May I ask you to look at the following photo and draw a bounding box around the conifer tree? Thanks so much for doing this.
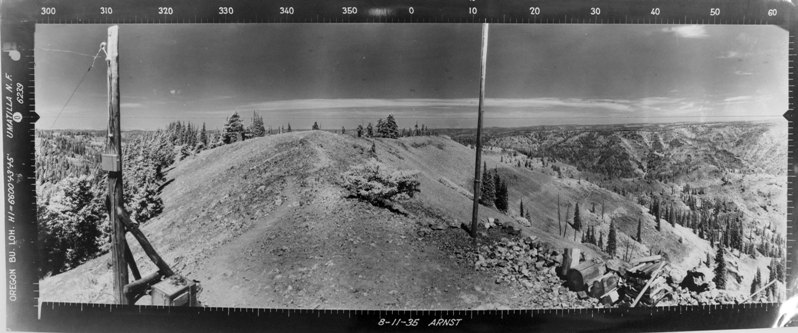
[597,231,604,249]
[199,123,208,147]
[480,165,496,207]
[751,267,762,294]
[637,217,643,244]
[384,114,399,139]
[252,111,266,136]
[222,112,244,143]
[712,244,726,289]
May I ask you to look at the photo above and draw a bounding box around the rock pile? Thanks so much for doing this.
[474,237,601,308]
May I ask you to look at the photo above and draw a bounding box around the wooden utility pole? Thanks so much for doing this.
[103,25,129,304]
[471,23,488,239]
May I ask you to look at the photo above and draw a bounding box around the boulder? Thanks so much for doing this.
[679,271,709,293]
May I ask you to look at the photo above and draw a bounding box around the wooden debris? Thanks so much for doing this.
[630,262,665,308]
[566,261,606,291]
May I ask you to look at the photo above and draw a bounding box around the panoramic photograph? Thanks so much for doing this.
[35,23,788,310]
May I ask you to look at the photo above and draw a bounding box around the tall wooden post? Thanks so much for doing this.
[471,23,488,238]
[103,25,129,304]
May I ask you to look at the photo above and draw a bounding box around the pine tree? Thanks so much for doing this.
[480,163,496,207]
[597,231,604,249]
[654,199,662,231]
[496,180,509,213]
[385,114,399,139]
[637,217,643,244]
[751,267,762,294]
[252,111,266,136]
[222,112,244,144]
[768,259,778,296]
[574,202,582,231]
[199,123,208,147]
[712,244,726,289]
[607,221,618,257]
[376,118,388,138]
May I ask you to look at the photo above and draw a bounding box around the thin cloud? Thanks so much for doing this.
[662,25,709,38]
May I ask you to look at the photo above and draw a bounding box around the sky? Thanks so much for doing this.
[35,23,788,130]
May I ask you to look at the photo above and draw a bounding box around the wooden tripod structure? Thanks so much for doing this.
[470,23,488,239]
[102,26,175,304]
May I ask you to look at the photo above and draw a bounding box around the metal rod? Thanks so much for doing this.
[470,23,488,239]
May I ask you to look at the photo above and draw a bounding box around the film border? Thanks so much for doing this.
[2,0,798,331]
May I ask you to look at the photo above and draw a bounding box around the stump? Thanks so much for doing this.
[557,248,579,276]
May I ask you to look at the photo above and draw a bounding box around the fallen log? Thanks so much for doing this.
[629,254,662,266]
[629,262,665,308]
[557,248,580,276]
[565,261,606,291]
[740,279,777,304]
[588,272,619,298]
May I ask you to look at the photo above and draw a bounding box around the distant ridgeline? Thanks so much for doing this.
[36,112,434,276]
[440,122,787,296]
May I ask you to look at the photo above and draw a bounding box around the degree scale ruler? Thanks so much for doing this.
[2,0,796,332]
[0,0,793,26]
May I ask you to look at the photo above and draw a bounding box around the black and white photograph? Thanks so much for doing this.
[34,23,789,310]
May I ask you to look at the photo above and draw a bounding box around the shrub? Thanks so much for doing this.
[343,159,420,205]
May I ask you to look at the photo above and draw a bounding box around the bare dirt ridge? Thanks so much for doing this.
[40,126,784,309]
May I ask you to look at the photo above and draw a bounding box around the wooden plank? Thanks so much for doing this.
[105,25,128,304]
[125,246,141,280]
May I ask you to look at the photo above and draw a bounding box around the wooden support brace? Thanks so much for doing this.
[123,272,163,304]
[125,244,141,280]
[116,206,175,277]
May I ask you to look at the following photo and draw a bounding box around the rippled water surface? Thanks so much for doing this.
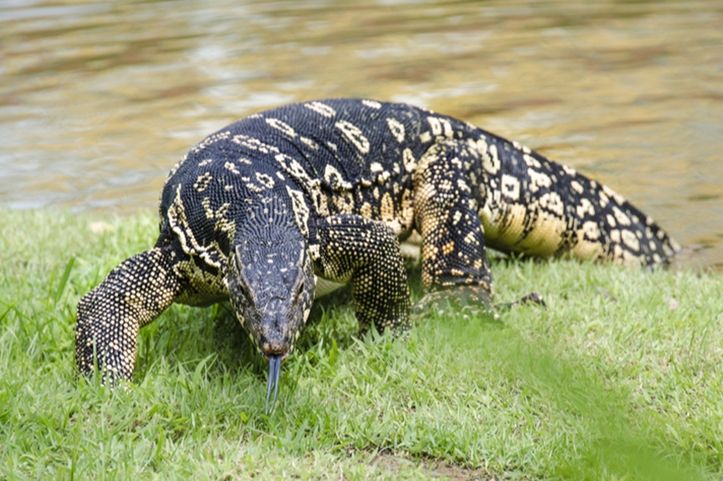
[0,0,723,268]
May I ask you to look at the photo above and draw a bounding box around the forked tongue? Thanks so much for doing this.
[266,356,281,414]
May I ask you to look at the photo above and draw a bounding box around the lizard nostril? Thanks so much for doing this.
[261,339,288,356]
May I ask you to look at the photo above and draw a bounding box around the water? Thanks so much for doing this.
[0,0,723,269]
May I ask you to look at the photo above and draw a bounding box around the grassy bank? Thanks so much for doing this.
[0,212,723,481]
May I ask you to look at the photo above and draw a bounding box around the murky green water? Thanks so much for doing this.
[0,0,723,268]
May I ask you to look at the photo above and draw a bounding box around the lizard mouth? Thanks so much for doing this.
[266,356,283,414]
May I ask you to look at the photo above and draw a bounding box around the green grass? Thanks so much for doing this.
[0,212,723,481]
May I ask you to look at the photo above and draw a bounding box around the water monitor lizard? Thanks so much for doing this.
[76,99,678,404]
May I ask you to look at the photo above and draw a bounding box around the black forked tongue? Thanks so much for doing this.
[266,356,281,414]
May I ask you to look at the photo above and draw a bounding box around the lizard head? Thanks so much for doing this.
[226,229,315,408]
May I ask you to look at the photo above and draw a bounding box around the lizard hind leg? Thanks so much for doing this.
[75,247,181,384]
[414,140,492,311]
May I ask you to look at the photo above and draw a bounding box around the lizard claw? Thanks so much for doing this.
[266,356,281,414]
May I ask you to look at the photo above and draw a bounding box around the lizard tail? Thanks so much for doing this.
[472,134,680,265]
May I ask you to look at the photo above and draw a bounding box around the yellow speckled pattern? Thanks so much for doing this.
[77,99,678,378]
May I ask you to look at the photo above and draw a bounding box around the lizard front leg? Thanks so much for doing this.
[316,214,409,331]
[75,247,182,384]
[414,140,492,305]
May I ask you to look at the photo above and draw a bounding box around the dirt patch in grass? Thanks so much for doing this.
[372,451,506,481]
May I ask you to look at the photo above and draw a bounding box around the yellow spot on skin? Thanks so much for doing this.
[501,174,520,201]
[369,162,384,174]
[223,162,241,175]
[324,164,352,190]
[427,117,454,139]
[540,192,565,217]
[572,221,603,259]
[362,99,382,110]
[527,169,552,193]
[613,205,630,225]
[266,118,296,138]
[560,165,577,176]
[621,229,640,251]
[193,172,213,192]
[299,135,319,150]
[576,198,595,219]
[334,120,369,154]
[402,147,417,172]
[256,172,275,189]
[482,144,500,174]
[522,154,542,169]
[380,192,394,222]
[304,102,336,118]
[286,186,309,236]
[359,202,372,219]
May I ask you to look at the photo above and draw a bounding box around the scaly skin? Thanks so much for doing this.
[77,99,678,398]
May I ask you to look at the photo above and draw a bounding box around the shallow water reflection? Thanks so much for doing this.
[0,0,723,268]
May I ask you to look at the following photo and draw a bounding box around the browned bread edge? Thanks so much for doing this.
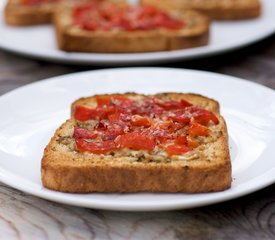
[141,0,262,20]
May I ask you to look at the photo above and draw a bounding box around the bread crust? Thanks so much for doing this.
[41,93,232,193]
[54,7,209,53]
[4,0,125,26]
[141,0,261,20]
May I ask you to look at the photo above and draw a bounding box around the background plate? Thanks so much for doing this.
[0,0,275,65]
[0,68,275,211]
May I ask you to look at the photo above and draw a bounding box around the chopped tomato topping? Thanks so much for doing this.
[166,145,191,156]
[187,138,199,148]
[75,138,116,154]
[167,110,190,126]
[73,2,185,31]
[156,100,192,110]
[115,133,156,151]
[73,95,219,156]
[21,0,56,5]
[187,122,209,137]
[108,112,121,123]
[74,106,98,121]
[132,115,151,127]
[96,95,130,106]
[73,127,98,139]
[191,107,219,126]
[175,136,188,145]
[74,106,115,121]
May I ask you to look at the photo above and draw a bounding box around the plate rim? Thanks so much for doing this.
[0,67,275,211]
[0,0,275,66]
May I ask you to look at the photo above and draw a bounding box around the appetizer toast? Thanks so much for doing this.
[41,93,231,193]
[55,4,209,53]
[141,0,261,20]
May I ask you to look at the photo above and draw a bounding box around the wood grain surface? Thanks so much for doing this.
[0,36,275,240]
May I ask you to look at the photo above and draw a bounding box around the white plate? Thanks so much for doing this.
[0,68,275,211]
[0,0,275,65]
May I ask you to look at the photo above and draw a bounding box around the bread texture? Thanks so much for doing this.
[141,0,261,20]
[41,93,231,193]
[54,3,209,53]
[4,0,125,26]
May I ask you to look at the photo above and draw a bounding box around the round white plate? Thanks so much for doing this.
[0,68,275,211]
[0,0,275,65]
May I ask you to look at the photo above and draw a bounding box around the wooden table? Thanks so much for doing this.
[0,36,275,240]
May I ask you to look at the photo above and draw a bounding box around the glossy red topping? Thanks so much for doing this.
[21,0,58,5]
[74,95,219,156]
[73,3,184,31]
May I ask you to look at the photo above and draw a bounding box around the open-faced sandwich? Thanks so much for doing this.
[41,93,231,193]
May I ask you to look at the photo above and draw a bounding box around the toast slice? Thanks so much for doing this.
[41,93,231,193]
[55,2,209,53]
[141,0,261,20]
[4,0,125,26]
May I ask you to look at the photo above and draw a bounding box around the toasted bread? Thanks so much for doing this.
[5,0,125,26]
[55,2,209,53]
[41,93,231,193]
[141,0,261,20]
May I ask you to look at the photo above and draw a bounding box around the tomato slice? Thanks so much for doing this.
[74,106,98,121]
[167,110,190,126]
[189,122,210,137]
[166,145,191,156]
[131,115,151,127]
[21,0,56,4]
[75,138,116,154]
[190,108,219,126]
[115,133,156,151]
[96,95,131,106]
[73,127,98,139]
[73,3,185,31]
[175,136,188,145]
[74,106,115,121]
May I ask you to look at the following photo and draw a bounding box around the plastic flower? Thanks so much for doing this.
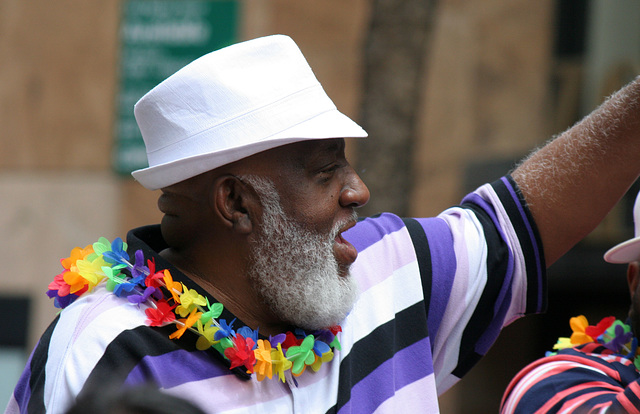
[76,256,107,289]
[131,250,149,279]
[569,315,593,345]
[224,335,256,373]
[271,344,292,382]
[196,316,220,351]
[282,332,302,349]
[93,237,129,266]
[176,284,207,318]
[200,298,224,323]
[269,333,287,348]
[127,287,156,307]
[144,300,176,326]
[553,338,575,349]
[102,266,126,292]
[169,309,202,339]
[313,339,331,357]
[62,270,89,293]
[47,272,71,297]
[311,349,333,372]
[236,326,259,343]
[287,335,316,376]
[60,245,93,270]
[584,316,616,338]
[602,321,633,353]
[215,319,235,341]
[163,269,182,303]
[253,339,273,381]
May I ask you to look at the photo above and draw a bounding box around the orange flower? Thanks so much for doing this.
[169,309,202,339]
[569,315,593,345]
[163,269,182,303]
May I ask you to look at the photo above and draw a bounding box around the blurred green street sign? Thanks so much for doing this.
[113,0,239,175]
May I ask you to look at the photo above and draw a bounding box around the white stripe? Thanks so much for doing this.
[44,286,146,413]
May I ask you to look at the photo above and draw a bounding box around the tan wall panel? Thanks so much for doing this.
[0,172,120,346]
[0,0,119,170]
[412,0,552,216]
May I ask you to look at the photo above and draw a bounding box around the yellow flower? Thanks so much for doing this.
[311,351,333,372]
[174,282,207,318]
[169,309,202,339]
[253,339,273,381]
[271,344,292,382]
[553,338,574,349]
[196,320,220,351]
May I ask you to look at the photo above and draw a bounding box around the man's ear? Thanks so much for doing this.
[211,175,260,234]
[627,262,640,299]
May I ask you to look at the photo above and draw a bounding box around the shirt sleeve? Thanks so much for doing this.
[500,349,640,414]
[348,177,546,394]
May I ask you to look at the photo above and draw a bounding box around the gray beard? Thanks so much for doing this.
[242,176,358,330]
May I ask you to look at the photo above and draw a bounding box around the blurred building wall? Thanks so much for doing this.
[0,0,636,413]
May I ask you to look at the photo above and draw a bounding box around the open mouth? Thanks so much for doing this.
[333,220,358,268]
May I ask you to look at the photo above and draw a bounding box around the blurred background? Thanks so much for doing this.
[0,0,640,413]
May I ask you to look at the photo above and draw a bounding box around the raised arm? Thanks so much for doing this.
[512,77,640,266]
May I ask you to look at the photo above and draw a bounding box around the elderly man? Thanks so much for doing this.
[8,35,640,413]
[500,193,640,414]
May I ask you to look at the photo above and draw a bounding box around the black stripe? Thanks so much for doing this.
[453,204,509,378]
[327,302,427,413]
[27,316,60,413]
[81,325,250,395]
[492,176,547,313]
[402,218,433,324]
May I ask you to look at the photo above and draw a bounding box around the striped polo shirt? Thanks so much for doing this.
[7,177,546,413]
[500,342,640,414]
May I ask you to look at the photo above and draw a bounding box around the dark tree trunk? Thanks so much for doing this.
[356,0,438,215]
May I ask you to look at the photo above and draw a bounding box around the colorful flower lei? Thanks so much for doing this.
[547,315,640,370]
[47,237,342,382]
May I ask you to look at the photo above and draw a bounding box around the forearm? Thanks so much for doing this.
[512,78,640,266]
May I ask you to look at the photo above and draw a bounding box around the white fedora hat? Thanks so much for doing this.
[132,35,367,190]
[604,193,640,263]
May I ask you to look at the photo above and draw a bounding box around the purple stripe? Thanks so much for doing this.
[416,218,457,337]
[125,349,233,388]
[344,213,404,252]
[502,177,542,313]
[339,338,433,413]
[463,193,514,355]
[13,345,38,413]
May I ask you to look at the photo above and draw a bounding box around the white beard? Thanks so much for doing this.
[242,176,358,330]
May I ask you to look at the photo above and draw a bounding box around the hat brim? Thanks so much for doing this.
[604,237,640,263]
[131,110,367,190]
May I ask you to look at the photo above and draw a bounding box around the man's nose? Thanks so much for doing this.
[340,167,370,207]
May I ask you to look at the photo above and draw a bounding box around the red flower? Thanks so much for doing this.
[144,300,176,326]
[584,316,616,340]
[282,331,303,349]
[224,334,256,373]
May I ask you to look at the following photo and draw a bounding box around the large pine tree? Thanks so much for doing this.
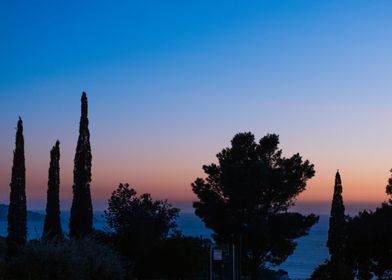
[69,92,93,237]
[7,117,27,255]
[327,171,346,262]
[42,140,63,240]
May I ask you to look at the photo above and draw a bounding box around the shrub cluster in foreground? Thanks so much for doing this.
[0,238,125,280]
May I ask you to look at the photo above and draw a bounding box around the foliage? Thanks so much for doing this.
[139,236,209,279]
[5,238,125,280]
[104,184,179,275]
[310,261,354,280]
[7,118,27,255]
[42,141,63,240]
[69,92,93,237]
[192,133,318,277]
[327,172,346,262]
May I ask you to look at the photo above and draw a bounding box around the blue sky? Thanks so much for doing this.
[0,0,392,210]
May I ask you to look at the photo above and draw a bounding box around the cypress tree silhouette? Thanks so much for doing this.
[42,140,63,240]
[69,92,93,237]
[7,117,27,256]
[327,171,346,262]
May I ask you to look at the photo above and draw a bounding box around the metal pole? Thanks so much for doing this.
[210,244,212,280]
[233,243,237,280]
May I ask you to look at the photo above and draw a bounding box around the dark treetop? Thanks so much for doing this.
[327,171,346,261]
[69,92,93,237]
[192,133,317,278]
[7,118,27,255]
[42,141,63,240]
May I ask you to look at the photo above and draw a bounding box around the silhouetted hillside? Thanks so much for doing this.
[0,204,45,221]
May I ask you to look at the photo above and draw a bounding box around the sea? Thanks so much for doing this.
[0,212,329,280]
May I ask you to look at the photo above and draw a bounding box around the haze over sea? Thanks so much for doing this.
[0,211,328,280]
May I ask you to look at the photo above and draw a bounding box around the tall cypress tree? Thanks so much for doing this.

++++

§ **Job**: Starting at the first of the lines above and ending at the line containing "[471,23,488,239]", both included, format the lines as a Markdown table with the columns Row and Line. Skip blank lines and leave the pictures out.

§ **Reply to the exercise**:
| Row | Line |
|---|---|
| 1 | May I ask you to look at the following photo and draw a bounding box around the conifer tree? Thanks so much for doing this. |
| 2 | [597,231,604,249] |
| 3 | [199,123,208,147] |
| 4 | [480,165,496,207] |
| 5 | [751,267,762,294] |
| 6 | [637,217,643,244] |
| 7 | [384,114,399,139] |
| 8 | [252,111,266,136] |
| 9 | [222,112,244,143] |
| 10 | [712,244,726,289] |
| 11 | May I ask you to look at the photo above and draw a bounding box around the rock pile? Thanks so much for doing this. |
| 12 | [474,237,601,308] |
| 13 | May I ask you to look at the photo above and draw a bounding box around the wooden utility pole? Thanks so much for doing this. |
| 14 | [103,25,129,304] |
| 15 | [471,23,488,239] |